Instructions for the task:
Your task is to transcribe all of the data below exactly, omitting the images.

Input data:
++++++++++++++++++++

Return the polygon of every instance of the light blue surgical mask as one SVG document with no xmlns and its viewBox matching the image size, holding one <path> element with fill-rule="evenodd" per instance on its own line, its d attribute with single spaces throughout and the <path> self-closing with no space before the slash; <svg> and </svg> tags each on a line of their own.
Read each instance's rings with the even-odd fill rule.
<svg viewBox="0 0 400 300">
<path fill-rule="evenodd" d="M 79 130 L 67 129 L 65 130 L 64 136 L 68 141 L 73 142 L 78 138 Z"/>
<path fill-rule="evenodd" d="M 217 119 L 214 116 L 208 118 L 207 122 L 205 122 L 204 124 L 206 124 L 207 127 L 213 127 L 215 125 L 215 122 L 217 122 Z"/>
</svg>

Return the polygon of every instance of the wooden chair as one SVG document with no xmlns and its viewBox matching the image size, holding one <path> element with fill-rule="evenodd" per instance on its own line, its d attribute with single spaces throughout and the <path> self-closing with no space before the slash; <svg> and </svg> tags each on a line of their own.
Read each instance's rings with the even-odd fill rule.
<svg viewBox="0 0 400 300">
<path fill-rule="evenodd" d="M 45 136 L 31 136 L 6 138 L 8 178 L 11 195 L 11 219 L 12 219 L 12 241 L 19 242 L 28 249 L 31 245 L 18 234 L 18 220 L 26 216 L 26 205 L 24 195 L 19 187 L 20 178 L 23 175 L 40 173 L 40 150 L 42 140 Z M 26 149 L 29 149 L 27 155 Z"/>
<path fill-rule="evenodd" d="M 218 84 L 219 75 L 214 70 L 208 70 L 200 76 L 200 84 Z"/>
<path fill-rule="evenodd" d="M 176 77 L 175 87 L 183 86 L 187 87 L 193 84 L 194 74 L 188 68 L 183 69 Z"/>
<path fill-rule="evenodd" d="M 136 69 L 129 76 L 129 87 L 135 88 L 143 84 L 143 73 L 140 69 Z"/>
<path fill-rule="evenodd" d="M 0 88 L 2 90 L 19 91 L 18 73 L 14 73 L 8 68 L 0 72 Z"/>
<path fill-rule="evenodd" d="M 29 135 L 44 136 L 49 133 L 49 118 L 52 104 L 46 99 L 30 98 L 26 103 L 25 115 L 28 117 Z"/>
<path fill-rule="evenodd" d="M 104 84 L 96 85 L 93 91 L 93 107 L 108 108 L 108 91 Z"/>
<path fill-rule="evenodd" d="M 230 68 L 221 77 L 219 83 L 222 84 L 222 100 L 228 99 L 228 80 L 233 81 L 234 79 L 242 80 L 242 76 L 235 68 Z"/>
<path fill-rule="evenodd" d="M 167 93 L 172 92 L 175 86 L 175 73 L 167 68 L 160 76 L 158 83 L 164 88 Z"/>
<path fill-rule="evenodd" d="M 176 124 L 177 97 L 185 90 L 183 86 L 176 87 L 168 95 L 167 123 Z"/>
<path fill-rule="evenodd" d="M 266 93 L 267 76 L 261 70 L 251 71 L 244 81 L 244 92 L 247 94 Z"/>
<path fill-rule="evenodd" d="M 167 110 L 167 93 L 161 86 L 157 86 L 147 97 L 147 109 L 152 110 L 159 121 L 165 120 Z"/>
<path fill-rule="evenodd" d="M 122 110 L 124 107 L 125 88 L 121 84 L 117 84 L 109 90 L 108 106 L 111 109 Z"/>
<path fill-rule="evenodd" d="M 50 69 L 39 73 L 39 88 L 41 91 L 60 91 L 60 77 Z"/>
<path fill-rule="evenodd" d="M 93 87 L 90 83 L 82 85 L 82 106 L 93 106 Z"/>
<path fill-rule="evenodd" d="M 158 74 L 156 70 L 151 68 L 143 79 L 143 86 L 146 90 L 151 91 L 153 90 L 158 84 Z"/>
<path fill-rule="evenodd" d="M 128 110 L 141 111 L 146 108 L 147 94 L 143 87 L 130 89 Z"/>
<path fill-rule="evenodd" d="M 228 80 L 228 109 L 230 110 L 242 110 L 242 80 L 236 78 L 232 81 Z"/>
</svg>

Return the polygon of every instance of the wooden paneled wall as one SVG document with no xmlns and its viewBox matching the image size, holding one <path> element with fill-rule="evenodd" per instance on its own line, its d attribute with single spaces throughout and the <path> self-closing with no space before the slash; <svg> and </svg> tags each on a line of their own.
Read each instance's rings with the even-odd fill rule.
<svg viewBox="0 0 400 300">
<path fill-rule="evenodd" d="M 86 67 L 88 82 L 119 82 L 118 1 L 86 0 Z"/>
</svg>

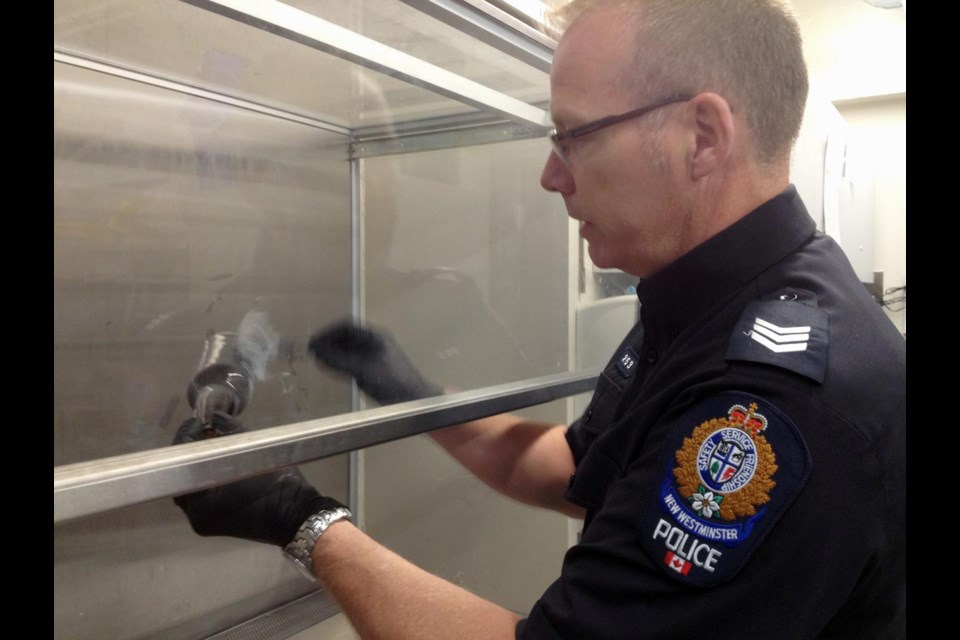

++++++++++++++++++++

Answer for this exercise:
Return the polygon of every instance of the light blue surgical mask as one SVG document with no xmlns and its viewBox matching the image size, holding one <path> element with fill-rule="evenodd" per instance on its own line, its d attribute with single spaces throughout and the <path> self-closing with no space before the slash; <svg> and </svg> tags each on a line of their own.
Read each instance's rings with the even-odd fill rule.
<svg viewBox="0 0 400 300">
<path fill-rule="evenodd" d="M 79 130 L 67 129 L 65 130 L 64 136 L 68 141 L 73 142 L 78 138 Z"/>
<path fill-rule="evenodd" d="M 217 119 L 214 116 L 208 118 L 207 122 L 205 122 L 204 124 L 206 124 L 207 127 L 213 127 L 215 125 L 215 122 L 217 122 Z"/>
</svg>

Return the polygon of every instance of the wooden chair as one SVG document with no xmlns and its viewBox matching the image size, holding one <path> element with fill-rule="evenodd" per instance on its own line, its d attribute with single spaces throughout and the <path> self-closing with no space before the slash; <svg> and </svg> tags each on a line of their own.
Read each instance's rings with the even-odd fill rule.
<svg viewBox="0 0 400 300">
<path fill-rule="evenodd" d="M 45 136 L 31 136 L 6 138 L 8 178 L 11 195 L 11 219 L 12 219 L 12 241 L 19 242 L 28 249 L 31 245 L 18 234 L 18 220 L 26 216 L 26 205 L 24 195 L 19 187 L 20 178 L 23 175 L 40 173 L 40 150 L 42 140 Z M 26 149 L 29 149 L 27 155 Z"/>
<path fill-rule="evenodd" d="M 218 84 L 219 75 L 214 70 L 208 70 L 200 76 L 200 84 Z"/>
<path fill-rule="evenodd" d="M 176 77 L 175 87 L 183 86 L 187 87 L 193 84 L 194 74 L 188 68 L 183 69 Z"/>
<path fill-rule="evenodd" d="M 136 69 L 129 76 L 129 87 L 135 88 L 143 84 L 143 73 L 140 69 Z"/>
<path fill-rule="evenodd" d="M 0 88 L 2 90 L 19 91 L 18 73 L 14 73 L 8 68 L 0 72 Z"/>
<path fill-rule="evenodd" d="M 29 135 L 44 136 L 49 133 L 49 118 L 52 104 L 46 99 L 30 98 L 26 103 L 25 115 L 28 117 Z"/>
<path fill-rule="evenodd" d="M 104 84 L 96 85 L 93 91 L 93 107 L 108 108 L 108 91 Z"/>
<path fill-rule="evenodd" d="M 230 68 L 221 77 L 219 83 L 222 84 L 222 100 L 228 99 L 228 80 L 233 81 L 234 79 L 242 80 L 242 76 L 235 68 Z"/>
<path fill-rule="evenodd" d="M 167 93 L 172 92 L 175 86 L 175 73 L 167 68 L 160 76 L 158 83 L 164 88 Z"/>
<path fill-rule="evenodd" d="M 176 124 L 177 97 L 185 90 L 183 86 L 176 87 L 168 95 L 167 123 Z"/>
<path fill-rule="evenodd" d="M 266 93 L 267 76 L 261 70 L 251 71 L 244 81 L 244 92 L 247 94 Z"/>
<path fill-rule="evenodd" d="M 167 110 L 167 93 L 161 86 L 157 86 L 147 97 L 147 109 L 152 110 L 159 121 L 165 120 Z"/>
<path fill-rule="evenodd" d="M 122 110 L 124 107 L 125 88 L 121 84 L 117 84 L 109 90 L 108 106 L 111 109 Z"/>
<path fill-rule="evenodd" d="M 50 69 L 39 73 L 39 88 L 41 91 L 60 91 L 60 77 Z"/>
<path fill-rule="evenodd" d="M 93 87 L 90 83 L 82 85 L 82 106 L 93 106 Z"/>
<path fill-rule="evenodd" d="M 158 74 L 156 70 L 151 68 L 143 79 L 143 86 L 146 90 L 151 91 L 153 90 L 158 84 Z"/>
<path fill-rule="evenodd" d="M 128 110 L 141 111 L 146 108 L 147 94 L 143 87 L 130 89 Z"/>
<path fill-rule="evenodd" d="M 228 80 L 228 109 L 230 110 L 242 110 L 242 80 L 236 78 L 232 81 Z"/>
</svg>

Return the polygon of every instance of the wooden paneled wall as one SVG document with no xmlns and its viewBox matching the image size, holding one <path> element with fill-rule="evenodd" per instance on its own line, its d attribute with single spaces throughout and the <path> self-closing with no space before the slash; <svg> and </svg> tags each on a line of their own.
Read each instance's rings with the even-odd fill rule.
<svg viewBox="0 0 400 300">
<path fill-rule="evenodd" d="M 86 67 L 88 82 L 119 82 L 118 1 L 86 0 Z"/>
</svg>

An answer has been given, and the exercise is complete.